What the task asks:
In the records below, find the line containing "Locate every instance of the dirt path", then extract that line and all subsequent lines exactly, leaving out everything else.

Stored data:
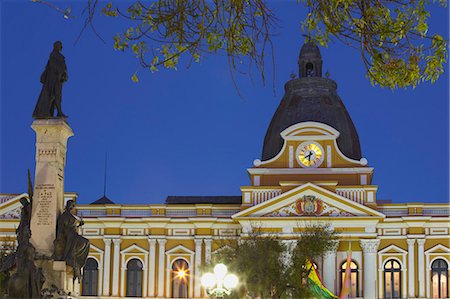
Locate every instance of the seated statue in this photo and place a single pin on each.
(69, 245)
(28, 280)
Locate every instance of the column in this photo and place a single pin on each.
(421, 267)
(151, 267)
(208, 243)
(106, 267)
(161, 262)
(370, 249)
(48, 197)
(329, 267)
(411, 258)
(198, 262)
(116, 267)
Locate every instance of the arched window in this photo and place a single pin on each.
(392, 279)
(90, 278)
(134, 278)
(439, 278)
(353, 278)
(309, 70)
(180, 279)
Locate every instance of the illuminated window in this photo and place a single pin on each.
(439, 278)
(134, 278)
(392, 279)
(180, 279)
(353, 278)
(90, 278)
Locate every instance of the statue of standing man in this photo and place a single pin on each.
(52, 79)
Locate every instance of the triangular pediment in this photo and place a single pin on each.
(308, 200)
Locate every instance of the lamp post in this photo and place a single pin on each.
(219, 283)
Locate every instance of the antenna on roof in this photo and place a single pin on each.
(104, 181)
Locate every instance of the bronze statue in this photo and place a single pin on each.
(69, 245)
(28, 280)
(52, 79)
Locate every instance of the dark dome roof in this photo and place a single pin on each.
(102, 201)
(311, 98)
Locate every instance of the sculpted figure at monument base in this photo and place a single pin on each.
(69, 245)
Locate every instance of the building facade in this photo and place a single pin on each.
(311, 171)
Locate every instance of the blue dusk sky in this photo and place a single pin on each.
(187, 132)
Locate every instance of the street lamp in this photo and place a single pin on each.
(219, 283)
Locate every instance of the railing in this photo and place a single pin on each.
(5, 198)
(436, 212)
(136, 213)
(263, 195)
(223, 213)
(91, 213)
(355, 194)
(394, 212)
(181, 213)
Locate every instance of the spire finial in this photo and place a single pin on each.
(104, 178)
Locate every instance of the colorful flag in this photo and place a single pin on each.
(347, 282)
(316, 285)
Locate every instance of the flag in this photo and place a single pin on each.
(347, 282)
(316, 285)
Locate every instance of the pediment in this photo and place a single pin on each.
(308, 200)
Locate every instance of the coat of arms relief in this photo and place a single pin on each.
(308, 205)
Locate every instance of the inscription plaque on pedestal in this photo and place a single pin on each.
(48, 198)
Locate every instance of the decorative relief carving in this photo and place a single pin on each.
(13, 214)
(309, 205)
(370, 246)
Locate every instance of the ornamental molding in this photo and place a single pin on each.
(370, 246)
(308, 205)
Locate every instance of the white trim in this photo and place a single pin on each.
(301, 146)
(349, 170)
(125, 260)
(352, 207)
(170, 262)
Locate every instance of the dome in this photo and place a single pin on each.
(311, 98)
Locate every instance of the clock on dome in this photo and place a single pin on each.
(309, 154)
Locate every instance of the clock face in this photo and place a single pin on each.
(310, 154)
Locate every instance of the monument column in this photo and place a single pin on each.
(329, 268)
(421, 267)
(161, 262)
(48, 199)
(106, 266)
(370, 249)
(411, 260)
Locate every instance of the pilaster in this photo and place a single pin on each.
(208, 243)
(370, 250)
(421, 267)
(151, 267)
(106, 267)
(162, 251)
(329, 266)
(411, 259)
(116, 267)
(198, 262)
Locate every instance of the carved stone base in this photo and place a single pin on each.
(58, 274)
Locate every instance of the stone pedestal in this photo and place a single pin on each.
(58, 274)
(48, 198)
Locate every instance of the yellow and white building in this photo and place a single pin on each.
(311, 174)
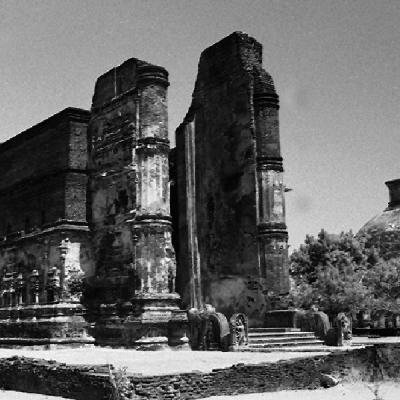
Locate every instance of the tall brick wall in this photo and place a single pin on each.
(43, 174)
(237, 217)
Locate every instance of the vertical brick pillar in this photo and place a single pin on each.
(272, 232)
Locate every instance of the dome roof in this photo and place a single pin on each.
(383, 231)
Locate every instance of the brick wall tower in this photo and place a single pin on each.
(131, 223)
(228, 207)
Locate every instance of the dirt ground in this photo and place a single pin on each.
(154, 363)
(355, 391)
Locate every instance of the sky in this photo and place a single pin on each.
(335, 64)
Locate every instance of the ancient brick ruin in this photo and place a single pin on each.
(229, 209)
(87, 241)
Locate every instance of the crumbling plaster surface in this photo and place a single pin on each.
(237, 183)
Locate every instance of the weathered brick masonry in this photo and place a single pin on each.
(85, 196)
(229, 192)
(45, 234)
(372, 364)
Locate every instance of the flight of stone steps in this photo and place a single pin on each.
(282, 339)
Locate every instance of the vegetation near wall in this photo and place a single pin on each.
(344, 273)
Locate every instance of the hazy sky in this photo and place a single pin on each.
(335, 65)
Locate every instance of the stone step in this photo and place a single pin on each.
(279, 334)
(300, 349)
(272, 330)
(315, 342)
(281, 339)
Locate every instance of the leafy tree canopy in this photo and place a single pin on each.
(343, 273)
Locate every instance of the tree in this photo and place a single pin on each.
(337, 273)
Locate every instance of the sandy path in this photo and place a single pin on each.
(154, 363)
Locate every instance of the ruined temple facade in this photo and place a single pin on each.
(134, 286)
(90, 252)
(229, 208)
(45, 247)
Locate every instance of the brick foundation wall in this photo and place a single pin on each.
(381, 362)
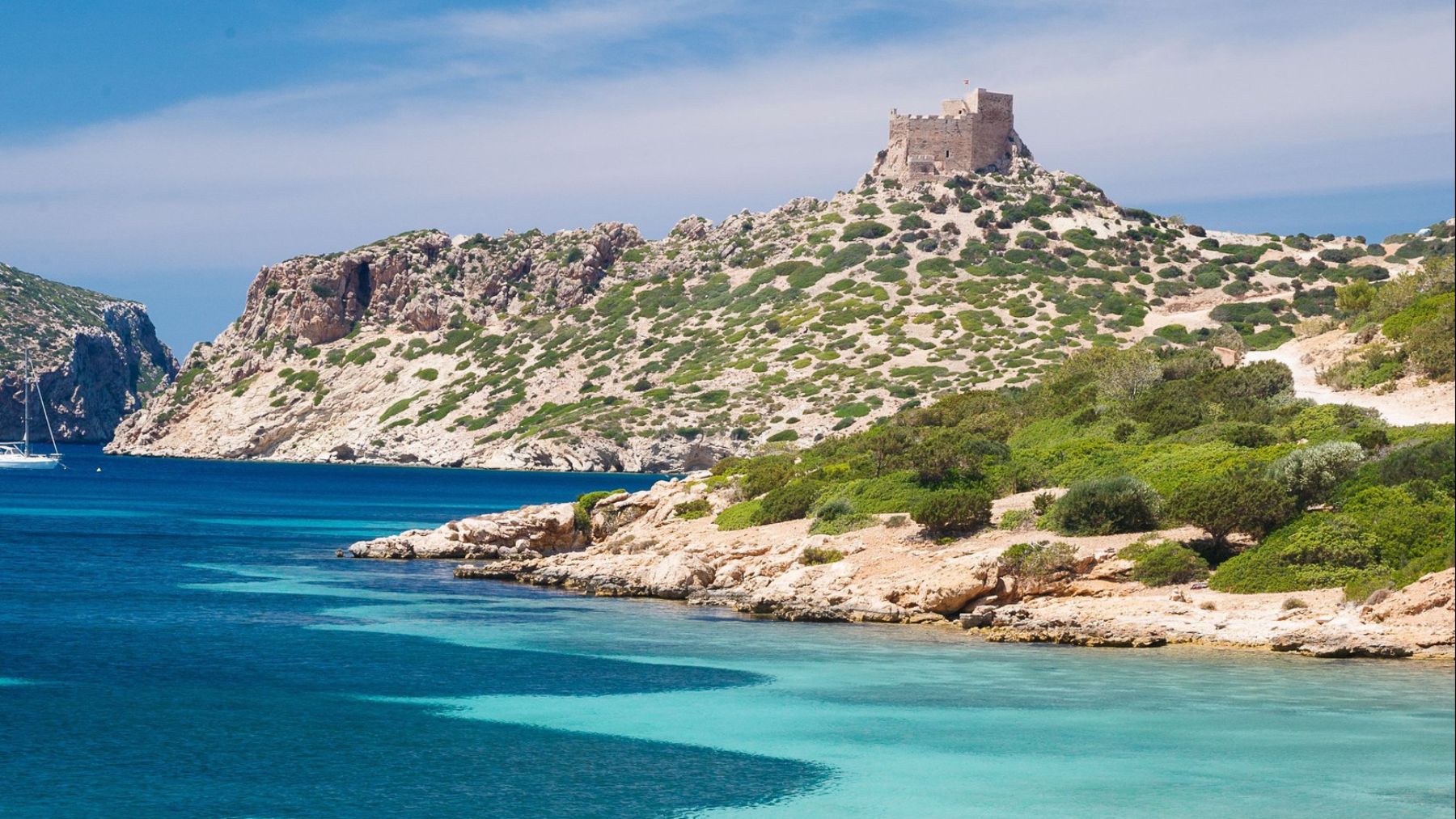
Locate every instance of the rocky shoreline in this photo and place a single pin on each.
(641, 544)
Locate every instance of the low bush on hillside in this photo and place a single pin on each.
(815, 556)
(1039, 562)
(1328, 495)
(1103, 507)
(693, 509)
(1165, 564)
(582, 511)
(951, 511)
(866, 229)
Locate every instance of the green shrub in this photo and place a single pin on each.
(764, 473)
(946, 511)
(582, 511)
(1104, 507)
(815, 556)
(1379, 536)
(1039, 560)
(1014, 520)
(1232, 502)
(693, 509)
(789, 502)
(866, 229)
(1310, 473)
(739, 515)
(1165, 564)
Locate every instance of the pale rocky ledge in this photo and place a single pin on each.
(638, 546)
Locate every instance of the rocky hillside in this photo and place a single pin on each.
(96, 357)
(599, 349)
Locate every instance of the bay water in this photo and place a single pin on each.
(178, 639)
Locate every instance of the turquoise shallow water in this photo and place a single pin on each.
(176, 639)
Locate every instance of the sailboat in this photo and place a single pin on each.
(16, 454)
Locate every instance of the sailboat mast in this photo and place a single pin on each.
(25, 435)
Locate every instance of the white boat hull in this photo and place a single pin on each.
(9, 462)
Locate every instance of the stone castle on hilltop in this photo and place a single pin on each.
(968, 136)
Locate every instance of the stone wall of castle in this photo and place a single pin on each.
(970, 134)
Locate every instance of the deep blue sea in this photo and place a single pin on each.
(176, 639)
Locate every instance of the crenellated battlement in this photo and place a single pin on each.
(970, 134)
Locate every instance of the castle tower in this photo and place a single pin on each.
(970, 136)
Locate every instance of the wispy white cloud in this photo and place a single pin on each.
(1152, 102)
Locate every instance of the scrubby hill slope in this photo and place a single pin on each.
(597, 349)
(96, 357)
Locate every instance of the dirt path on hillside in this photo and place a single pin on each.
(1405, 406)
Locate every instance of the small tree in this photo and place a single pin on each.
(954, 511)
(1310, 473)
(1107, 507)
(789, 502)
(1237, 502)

Solution for this exercise:
Locate every instance of the dirt path on hillside in this photo and place a single pin on each.
(1405, 406)
Locate every instance of the small tree in this photo and place a single pin on each.
(954, 511)
(1310, 473)
(1107, 507)
(789, 502)
(1237, 502)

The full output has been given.